Task statement:
Print the whole listing exactly.
-- Begin Material supplied --
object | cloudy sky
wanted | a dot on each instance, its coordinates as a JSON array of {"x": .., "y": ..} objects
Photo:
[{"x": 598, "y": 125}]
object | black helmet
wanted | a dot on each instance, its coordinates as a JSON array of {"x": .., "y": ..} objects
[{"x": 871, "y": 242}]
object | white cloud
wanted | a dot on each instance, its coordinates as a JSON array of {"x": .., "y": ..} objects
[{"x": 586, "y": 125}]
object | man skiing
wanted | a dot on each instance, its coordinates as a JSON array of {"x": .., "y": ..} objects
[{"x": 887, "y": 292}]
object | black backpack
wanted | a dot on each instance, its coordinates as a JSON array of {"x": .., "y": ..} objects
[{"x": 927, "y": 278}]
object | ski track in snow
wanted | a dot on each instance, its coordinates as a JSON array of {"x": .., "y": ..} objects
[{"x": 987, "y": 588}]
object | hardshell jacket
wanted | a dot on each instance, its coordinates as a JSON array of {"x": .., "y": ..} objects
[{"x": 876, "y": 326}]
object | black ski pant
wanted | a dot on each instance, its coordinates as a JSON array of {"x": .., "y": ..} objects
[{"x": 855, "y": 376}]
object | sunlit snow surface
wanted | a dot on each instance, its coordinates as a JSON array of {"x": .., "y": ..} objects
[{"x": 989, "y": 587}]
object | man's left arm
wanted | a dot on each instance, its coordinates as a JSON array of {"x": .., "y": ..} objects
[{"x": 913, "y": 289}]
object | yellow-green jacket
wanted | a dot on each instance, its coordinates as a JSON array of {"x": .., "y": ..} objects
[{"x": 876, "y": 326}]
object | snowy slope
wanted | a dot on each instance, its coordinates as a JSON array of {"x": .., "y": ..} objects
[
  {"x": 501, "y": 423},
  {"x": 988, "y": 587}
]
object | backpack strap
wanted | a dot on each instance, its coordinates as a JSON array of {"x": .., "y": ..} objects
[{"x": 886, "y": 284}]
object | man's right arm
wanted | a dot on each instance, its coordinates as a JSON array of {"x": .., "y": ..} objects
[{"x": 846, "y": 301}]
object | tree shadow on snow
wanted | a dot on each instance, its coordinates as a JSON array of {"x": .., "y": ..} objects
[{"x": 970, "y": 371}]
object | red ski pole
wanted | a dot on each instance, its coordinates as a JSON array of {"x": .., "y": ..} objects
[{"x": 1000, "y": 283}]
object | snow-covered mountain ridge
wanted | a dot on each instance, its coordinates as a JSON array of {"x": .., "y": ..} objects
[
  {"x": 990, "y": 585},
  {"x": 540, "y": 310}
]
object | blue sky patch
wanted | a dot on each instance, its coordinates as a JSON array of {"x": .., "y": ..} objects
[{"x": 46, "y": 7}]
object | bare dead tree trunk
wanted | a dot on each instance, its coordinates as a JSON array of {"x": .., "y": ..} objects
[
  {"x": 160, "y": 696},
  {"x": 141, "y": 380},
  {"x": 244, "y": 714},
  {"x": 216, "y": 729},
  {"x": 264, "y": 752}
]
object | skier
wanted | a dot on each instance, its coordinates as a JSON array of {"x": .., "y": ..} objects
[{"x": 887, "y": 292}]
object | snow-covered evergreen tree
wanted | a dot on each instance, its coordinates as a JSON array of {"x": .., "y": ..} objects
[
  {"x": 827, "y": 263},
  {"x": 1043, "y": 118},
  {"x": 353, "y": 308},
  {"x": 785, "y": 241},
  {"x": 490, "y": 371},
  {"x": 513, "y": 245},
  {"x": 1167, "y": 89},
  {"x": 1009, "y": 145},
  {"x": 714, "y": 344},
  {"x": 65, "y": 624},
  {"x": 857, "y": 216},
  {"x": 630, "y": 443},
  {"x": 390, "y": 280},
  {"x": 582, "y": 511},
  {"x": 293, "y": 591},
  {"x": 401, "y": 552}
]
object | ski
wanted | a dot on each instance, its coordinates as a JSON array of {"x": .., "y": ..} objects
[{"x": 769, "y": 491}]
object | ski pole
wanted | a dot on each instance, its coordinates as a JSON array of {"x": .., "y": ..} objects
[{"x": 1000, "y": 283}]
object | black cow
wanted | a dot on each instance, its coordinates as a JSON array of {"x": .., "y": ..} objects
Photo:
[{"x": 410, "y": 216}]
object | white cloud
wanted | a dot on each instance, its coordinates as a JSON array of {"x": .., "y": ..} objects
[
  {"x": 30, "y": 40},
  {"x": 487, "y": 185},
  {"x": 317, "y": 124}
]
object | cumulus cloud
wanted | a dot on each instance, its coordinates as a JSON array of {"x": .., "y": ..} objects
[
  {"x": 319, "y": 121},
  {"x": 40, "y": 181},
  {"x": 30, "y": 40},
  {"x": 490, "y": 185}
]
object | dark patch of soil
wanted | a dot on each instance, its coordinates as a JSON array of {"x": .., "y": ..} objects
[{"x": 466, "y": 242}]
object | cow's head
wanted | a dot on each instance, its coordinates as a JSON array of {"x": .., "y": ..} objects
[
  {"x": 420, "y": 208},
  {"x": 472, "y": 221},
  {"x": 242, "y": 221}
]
-- End Material supplied --
Written solution:
object | cloudy sky
wanted | a dot on each instance, its coordinates as a JSON array of {"x": .., "y": ..} objects
Photo:
[{"x": 598, "y": 125}]
object | black helmet
wanted | a dot on each instance, its coordinates as a JSON array of {"x": .., "y": ..} objects
[{"x": 871, "y": 242}]
object | white cloud
wanted | a dot on each instance, its coordinates as a JSON array of {"x": .., "y": ..} objects
[{"x": 586, "y": 125}]
object | man skiing
wanted | a dot on each instance, its coordinates as a JSON array of {"x": .., "y": ..} objects
[{"x": 887, "y": 292}]
object | black backpack
wanted | a dot on each instance, its coordinates as a JSON array of {"x": .., "y": ..} objects
[{"x": 927, "y": 278}]
object | ski track in snow
wanted | a dot on each instance, its coordinates as a JSON array of {"x": .., "y": ..} objects
[{"x": 987, "y": 588}]
object | hardshell jacket
wanted | a dot on each instance, its coordinates as a JSON array of {"x": .., "y": ..} objects
[{"x": 876, "y": 326}]
object | black ski pant
wanted | a dot on each instance, its coordinates as a JSON array of {"x": .., "y": ..} objects
[{"x": 855, "y": 376}]
object | sunlit snow surface
wanted | a dot on each instance, its coordinates as a JSON array of {"x": .., "y": ..} objects
[{"x": 989, "y": 587}]
object | man's left arm
wanted | a dot on each instance, its coordinates as a JSON array of {"x": .., "y": ..} objects
[{"x": 913, "y": 289}]
object | yellow-green jacket
wanted | a dot on each instance, its coordinates as a JSON array of {"x": .., "y": ..} objects
[{"x": 876, "y": 326}]
object | snowy slope
wanted | a dot on each instance, its coordinates as a JSON array of {"x": .., "y": ..} objects
[
  {"x": 501, "y": 423},
  {"x": 988, "y": 587}
]
object | backpack strap
wanted | a dot on each instance, its coordinates as a JSON array of {"x": .., "y": ..} objects
[{"x": 886, "y": 284}]
object | man's right arm
wanted | a dot on each instance, its coordinates as a JSON array of {"x": .., "y": ..} objects
[{"x": 846, "y": 301}]
object | tree shadow on snow
wanted | a dot on each instance, its coordinates as a JSON array of {"x": .., "y": ..} objects
[{"x": 970, "y": 371}]
object | red ski pole
wanted | a dot on each instance, its coordinates as a JSON array of {"x": .., "y": ..} objects
[{"x": 1000, "y": 283}]
object | snow-covered mountain ridge
wanted | a dot on each instance, its coordinates as a JSON array of {"x": .., "y": ..} objects
[
  {"x": 990, "y": 585},
  {"x": 540, "y": 310}
]
object | blue sky patch
wanted | a dot on each instance, its coordinates as a JSON array of {"x": .., "y": ..} objects
[{"x": 46, "y": 7}]
object | bare dead tree trunk
wanted | a dot on each instance, its coordinates as a JSON array of {"x": .., "y": ..} objects
[
  {"x": 160, "y": 696},
  {"x": 141, "y": 380},
  {"x": 244, "y": 714},
  {"x": 216, "y": 729},
  {"x": 264, "y": 752}
]
object | skier
wanted | a dot on each instance, its coordinates as a JSON array of {"x": .., "y": ..} objects
[{"x": 887, "y": 292}]
object | snow-covered evergreen tree
wanted | a dot on each instance, its coordinates as a JSON array of {"x": .., "y": ..} objects
[
  {"x": 827, "y": 263},
  {"x": 1043, "y": 118},
  {"x": 353, "y": 308},
  {"x": 785, "y": 241},
  {"x": 490, "y": 371},
  {"x": 513, "y": 245},
  {"x": 1167, "y": 89},
  {"x": 1009, "y": 145},
  {"x": 714, "y": 344},
  {"x": 65, "y": 624},
  {"x": 857, "y": 216},
  {"x": 630, "y": 443},
  {"x": 390, "y": 280},
  {"x": 582, "y": 511},
  {"x": 293, "y": 591},
  {"x": 401, "y": 552}
]
object | ski
wanted | a dot on each instance, its coordinates as a JSON array of {"x": .., "y": ..} objects
[{"x": 769, "y": 491}]
object | ski pole
wanted | a dot on each instance, its coordinates as a JSON array of {"x": .., "y": ..} objects
[{"x": 1000, "y": 283}]
object | black cow
wanted | a dot on each instance, its coordinates as a JSON array of {"x": .., "y": ..} objects
Photo:
[{"x": 410, "y": 216}]
object | white cloud
wanted | a dot on each instance, its coordinates as a JSON array of {"x": .., "y": ..} objects
[
  {"x": 30, "y": 40},
  {"x": 487, "y": 185},
  {"x": 317, "y": 124}
]
object | cumulus cloud
wanted | a dot on each instance, its coordinates as a JSON array of {"x": .., "y": ..} objects
[
  {"x": 319, "y": 121},
  {"x": 40, "y": 181},
  {"x": 30, "y": 40},
  {"x": 490, "y": 185}
]
object | dark patch of soil
wanted | a dot on each instance, its coordinates as a JSON array of {"x": .., "y": ..} objects
[{"x": 466, "y": 242}]
object | cow's head
wanted | a dot on each instance, its coordinates as a JSON array of {"x": .., "y": ..} objects
[
  {"x": 420, "y": 208},
  {"x": 472, "y": 221},
  {"x": 242, "y": 221}
]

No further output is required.